### Stated problem
What follows is a listing to be transcribed exactly.

### Task inputs
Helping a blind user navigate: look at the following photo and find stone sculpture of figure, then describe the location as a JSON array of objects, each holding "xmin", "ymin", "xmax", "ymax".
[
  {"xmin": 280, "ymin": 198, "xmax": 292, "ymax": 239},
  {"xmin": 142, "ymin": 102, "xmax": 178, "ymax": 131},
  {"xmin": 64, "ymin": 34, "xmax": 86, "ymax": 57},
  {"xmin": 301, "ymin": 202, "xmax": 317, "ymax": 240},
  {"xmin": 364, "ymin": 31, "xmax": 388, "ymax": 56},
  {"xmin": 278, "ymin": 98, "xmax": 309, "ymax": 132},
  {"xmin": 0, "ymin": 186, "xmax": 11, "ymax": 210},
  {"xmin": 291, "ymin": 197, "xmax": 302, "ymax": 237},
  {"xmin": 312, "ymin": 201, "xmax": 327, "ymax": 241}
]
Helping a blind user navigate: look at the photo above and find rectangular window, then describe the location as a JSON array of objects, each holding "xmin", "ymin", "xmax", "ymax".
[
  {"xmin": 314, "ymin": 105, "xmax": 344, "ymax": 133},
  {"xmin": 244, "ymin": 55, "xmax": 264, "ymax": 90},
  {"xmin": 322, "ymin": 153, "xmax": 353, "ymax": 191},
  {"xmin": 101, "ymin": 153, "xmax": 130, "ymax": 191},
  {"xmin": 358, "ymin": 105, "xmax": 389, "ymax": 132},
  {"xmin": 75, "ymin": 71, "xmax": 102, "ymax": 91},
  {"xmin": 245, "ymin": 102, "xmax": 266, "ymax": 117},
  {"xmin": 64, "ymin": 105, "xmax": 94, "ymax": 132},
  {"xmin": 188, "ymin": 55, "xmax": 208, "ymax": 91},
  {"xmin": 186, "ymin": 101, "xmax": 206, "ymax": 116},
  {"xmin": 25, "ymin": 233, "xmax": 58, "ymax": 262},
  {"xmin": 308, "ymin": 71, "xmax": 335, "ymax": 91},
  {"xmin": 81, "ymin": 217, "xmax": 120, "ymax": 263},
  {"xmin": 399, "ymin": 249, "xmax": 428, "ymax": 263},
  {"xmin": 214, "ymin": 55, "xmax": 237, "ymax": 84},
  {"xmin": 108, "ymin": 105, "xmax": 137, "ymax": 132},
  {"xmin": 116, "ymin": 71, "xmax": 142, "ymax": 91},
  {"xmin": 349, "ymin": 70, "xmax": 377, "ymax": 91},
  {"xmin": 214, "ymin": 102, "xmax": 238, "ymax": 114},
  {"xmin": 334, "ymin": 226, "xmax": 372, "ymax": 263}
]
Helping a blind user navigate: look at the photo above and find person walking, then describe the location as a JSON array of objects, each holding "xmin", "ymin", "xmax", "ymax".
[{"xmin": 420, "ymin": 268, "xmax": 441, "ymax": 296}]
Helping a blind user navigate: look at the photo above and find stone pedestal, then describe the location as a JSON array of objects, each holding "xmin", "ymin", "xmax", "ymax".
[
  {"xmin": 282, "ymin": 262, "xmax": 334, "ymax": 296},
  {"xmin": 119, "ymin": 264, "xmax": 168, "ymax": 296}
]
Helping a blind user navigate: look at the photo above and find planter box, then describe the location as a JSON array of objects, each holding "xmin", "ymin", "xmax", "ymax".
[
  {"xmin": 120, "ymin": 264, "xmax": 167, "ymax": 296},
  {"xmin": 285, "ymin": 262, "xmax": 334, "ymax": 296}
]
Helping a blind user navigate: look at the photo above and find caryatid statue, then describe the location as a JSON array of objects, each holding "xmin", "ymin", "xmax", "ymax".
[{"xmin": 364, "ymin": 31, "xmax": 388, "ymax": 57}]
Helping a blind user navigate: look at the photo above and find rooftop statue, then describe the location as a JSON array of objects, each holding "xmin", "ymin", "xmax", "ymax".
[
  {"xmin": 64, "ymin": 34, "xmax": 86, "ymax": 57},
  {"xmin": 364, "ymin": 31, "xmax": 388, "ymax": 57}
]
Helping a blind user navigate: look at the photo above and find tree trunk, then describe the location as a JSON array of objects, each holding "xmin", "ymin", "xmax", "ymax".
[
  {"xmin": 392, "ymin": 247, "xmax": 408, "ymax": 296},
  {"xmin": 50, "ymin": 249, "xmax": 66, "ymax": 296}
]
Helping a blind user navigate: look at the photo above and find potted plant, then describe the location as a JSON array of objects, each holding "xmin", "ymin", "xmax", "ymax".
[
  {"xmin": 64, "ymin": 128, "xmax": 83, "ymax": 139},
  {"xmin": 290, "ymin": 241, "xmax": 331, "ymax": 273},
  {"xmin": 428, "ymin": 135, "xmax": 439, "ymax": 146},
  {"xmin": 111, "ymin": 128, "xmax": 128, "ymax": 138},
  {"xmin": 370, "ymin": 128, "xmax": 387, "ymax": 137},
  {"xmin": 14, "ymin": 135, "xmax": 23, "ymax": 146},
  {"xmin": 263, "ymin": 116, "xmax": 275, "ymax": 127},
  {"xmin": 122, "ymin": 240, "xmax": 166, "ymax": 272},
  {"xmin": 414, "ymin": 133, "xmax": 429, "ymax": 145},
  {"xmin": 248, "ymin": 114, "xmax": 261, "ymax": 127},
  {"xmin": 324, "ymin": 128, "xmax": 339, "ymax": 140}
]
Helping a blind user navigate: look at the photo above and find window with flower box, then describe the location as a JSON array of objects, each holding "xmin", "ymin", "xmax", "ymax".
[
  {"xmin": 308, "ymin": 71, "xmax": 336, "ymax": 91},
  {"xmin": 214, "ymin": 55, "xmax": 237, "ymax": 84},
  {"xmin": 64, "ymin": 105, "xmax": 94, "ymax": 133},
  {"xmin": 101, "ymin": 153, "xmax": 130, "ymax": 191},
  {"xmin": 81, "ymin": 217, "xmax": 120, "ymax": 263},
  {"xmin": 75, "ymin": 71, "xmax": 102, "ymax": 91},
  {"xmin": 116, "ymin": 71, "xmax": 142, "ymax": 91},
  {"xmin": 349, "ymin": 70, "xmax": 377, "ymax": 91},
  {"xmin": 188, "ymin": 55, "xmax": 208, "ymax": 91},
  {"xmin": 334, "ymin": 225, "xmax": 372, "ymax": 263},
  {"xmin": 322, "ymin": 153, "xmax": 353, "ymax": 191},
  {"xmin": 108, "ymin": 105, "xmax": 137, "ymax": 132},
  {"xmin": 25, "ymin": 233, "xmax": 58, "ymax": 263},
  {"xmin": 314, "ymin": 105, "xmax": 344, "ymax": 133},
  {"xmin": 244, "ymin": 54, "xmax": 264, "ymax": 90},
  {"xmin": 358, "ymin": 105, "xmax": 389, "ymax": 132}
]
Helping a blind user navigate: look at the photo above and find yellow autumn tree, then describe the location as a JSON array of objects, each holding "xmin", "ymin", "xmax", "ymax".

### Final answer
Helping a blind user navigate: look at the following photo and find stone sculpture of figure, then describe the location as a JSON array of objects, each holding "xmin", "ymin", "xmax", "ymax".
[
  {"xmin": 280, "ymin": 198, "xmax": 292, "ymax": 239},
  {"xmin": 142, "ymin": 102, "xmax": 178, "ymax": 131},
  {"xmin": 64, "ymin": 34, "xmax": 86, "ymax": 57},
  {"xmin": 301, "ymin": 202, "xmax": 317, "ymax": 240},
  {"xmin": 364, "ymin": 31, "xmax": 388, "ymax": 56},
  {"xmin": 278, "ymin": 98, "xmax": 309, "ymax": 132},
  {"xmin": 0, "ymin": 186, "xmax": 11, "ymax": 210},
  {"xmin": 291, "ymin": 197, "xmax": 302, "ymax": 237},
  {"xmin": 312, "ymin": 201, "xmax": 327, "ymax": 241}
]
Helping a blind user navigate: look at the photo above and find rectangular window, then describe the location as a JSON array of objects, each holding "xmin", "ymin", "xmax", "ymax".
[
  {"xmin": 314, "ymin": 105, "xmax": 344, "ymax": 133},
  {"xmin": 244, "ymin": 55, "xmax": 264, "ymax": 90},
  {"xmin": 322, "ymin": 153, "xmax": 353, "ymax": 191},
  {"xmin": 101, "ymin": 153, "xmax": 130, "ymax": 191},
  {"xmin": 358, "ymin": 105, "xmax": 389, "ymax": 132},
  {"xmin": 75, "ymin": 71, "xmax": 102, "ymax": 91},
  {"xmin": 245, "ymin": 102, "xmax": 266, "ymax": 117},
  {"xmin": 64, "ymin": 105, "xmax": 94, "ymax": 132},
  {"xmin": 188, "ymin": 55, "xmax": 208, "ymax": 91},
  {"xmin": 186, "ymin": 101, "xmax": 206, "ymax": 116},
  {"xmin": 25, "ymin": 233, "xmax": 58, "ymax": 262},
  {"xmin": 308, "ymin": 71, "xmax": 335, "ymax": 91},
  {"xmin": 81, "ymin": 217, "xmax": 120, "ymax": 263},
  {"xmin": 399, "ymin": 249, "xmax": 428, "ymax": 263},
  {"xmin": 214, "ymin": 55, "xmax": 237, "ymax": 84},
  {"xmin": 108, "ymin": 105, "xmax": 137, "ymax": 132},
  {"xmin": 116, "ymin": 71, "xmax": 142, "ymax": 91},
  {"xmin": 349, "ymin": 70, "xmax": 377, "ymax": 91},
  {"xmin": 214, "ymin": 102, "xmax": 238, "ymax": 114},
  {"xmin": 334, "ymin": 226, "xmax": 372, "ymax": 263}
]
Helping a blind user navigate: look at the photo above and find person walking, then describe the location as a JSON array of objects, each holding "xmin", "ymin", "xmax", "ymax".
[{"xmin": 420, "ymin": 268, "xmax": 441, "ymax": 296}]
Helping a blind user navigate: look at the photo above and find stone pedestal, then describe the location as a JSON array of objects, each holding "xmin", "ymin", "xmax", "ymax".
[
  {"xmin": 282, "ymin": 262, "xmax": 334, "ymax": 296},
  {"xmin": 119, "ymin": 264, "xmax": 168, "ymax": 296}
]
Helping a blind user navigate: look at the photo above and find planter box, then describe the location as a JSON array of objects, each holding "xmin", "ymin", "xmax", "ymax".
[
  {"xmin": 120, "ymin": 264, "xmax": 167, "ymax": 296},
  {"xmin": 285, "ymin": 262, "xmax": 334, "ymax": 296}
]
Helping a blind user navigate: look at the photo above and find caryatid statue, then describe the location as a JSON array of objects, each holding "xmin", "ymin", "xmax", "ymax".
[{"xmin": 364, "ymin": 31, "xmax": 388, "ymax": 57}]
Helping a blind user navigate: look at the photo above and find rooftop statue, then describe the location as a JSON array of objects, each holding "xmin", "ymin", "xmax", "ymax".
[
  {"xmin": 64, "ymin": 34, "xmax": 86, "ymax": 57},
  {"xmin": 364, "ymin": 31, "xmax": 388, "ymax": 57}
]
Helping a blind user navigate: look at the photo above and find tree trunk, then describe the location as a JSON array of objects, each holding "xmin", "ymin", "xmax", "ymax".
[
  {"xmin": 392, "ymin": 247, "xmax": 408, "ymax": 296},
  {"xmin": 50, "ymin": 249, "xmax": 66, "ymax": 296}
]
Helping a blind user navigate: look at the photo above and find potted plant, then describe the location as a JSON array of objects, each holding "xmin", "ymin", "xmax", "ymax".
[
  {"xmin": 64, "ymin": 128, "xmax": 83, "ymax": 139},
  {"xmin": 290, "ymin": 241, "xmax": 331, "ymax": 273},
  {"xmin": 428, "ymin": 135, "xmax": 439, "ymax": 146},
  {"xmin": 111, "ymin": 128, "xmax": 128, "ymax": 138},
  {"xmin": 370, "ymin": 128, "xmax": 387, "ymax": 137},
  {"xmin": 14, "ymin": 135, "xmax": 23, "ymax": 146},
  {"xmin": 263, "ymin": 116, "xmax": 275, "ymax": 127},
  {"xmin": 122, "ymin": 240, "xmax": 166, "ymax": 272},
  {"xmin": 414, "ymin": 133, "xmax": 429, "ymax": 145},
  {"xmin": 248, "ymin": 114, "xmax": 261, "ymax": 127},
  {"xmin": 324, "ymin": 128, "xmax": 339, "ymax": 140}
]
Helping a blind user navigate: look at the photo above and find window with flower box, then describe the location as a JSON array of objects, each holding "xmin", "ymin", "xmax", "ymax".
[
  {"xmin": 308, "ymin": 71, "xmax": 336, "ymax": 91},
  {"xmin": 214, "ymin": 55, "xmax": 237, "ymax": 84},
  {"xmin": 64, "ymin": 105, "xmax": 94, "ymax": 133},
  {"xmin": 101, "ymin": 153, "xmax": 130, "ymax": 191},
  {"xmin": 81, "ymin": 217, "xmax": 120, "ymax": 263},
  {"xmin": 75, "ymin": 71, "xmax": 102, "ymax": 91},
  {"xmin": 116, "ymin": 71, "xmax": 142, "ymax": 91},
  {"xmin": 349, "ymin": 70, "xmax": 377, "ymax": 91},
  {"xmin": 188, "ymin": 55, "xmax": 208, "ymax": 91},
  {"xmin": 334, "ymin": 225, "xmax": 372, "ymax": 263},
  {"xmin": 322, "ymin": 153, "xmax": 353, "ymax": 191},
  {"xmin": 108, "ymin": 105, "xmax": 137, "ymax": 132},
  {"xmin": 25, "ymin": 233, "xmax": 58, "ymax": 263},
  {"xmin": 314, "ymin": 105, "xmax": 344, "ymax": 133},
  {"xmin": 244, "ymin": 54, "xmax": 264, "ymax": 90},
  {"xmin": 358, "ymin": 105, "xmax": 389, "ymax": 132}
]
Helping a blind user navigate: look at the photo above and find yellow autumn tree, then describe the location as a JSON array of objects, each holding "xmin", "ymin", "xmax", "ymax".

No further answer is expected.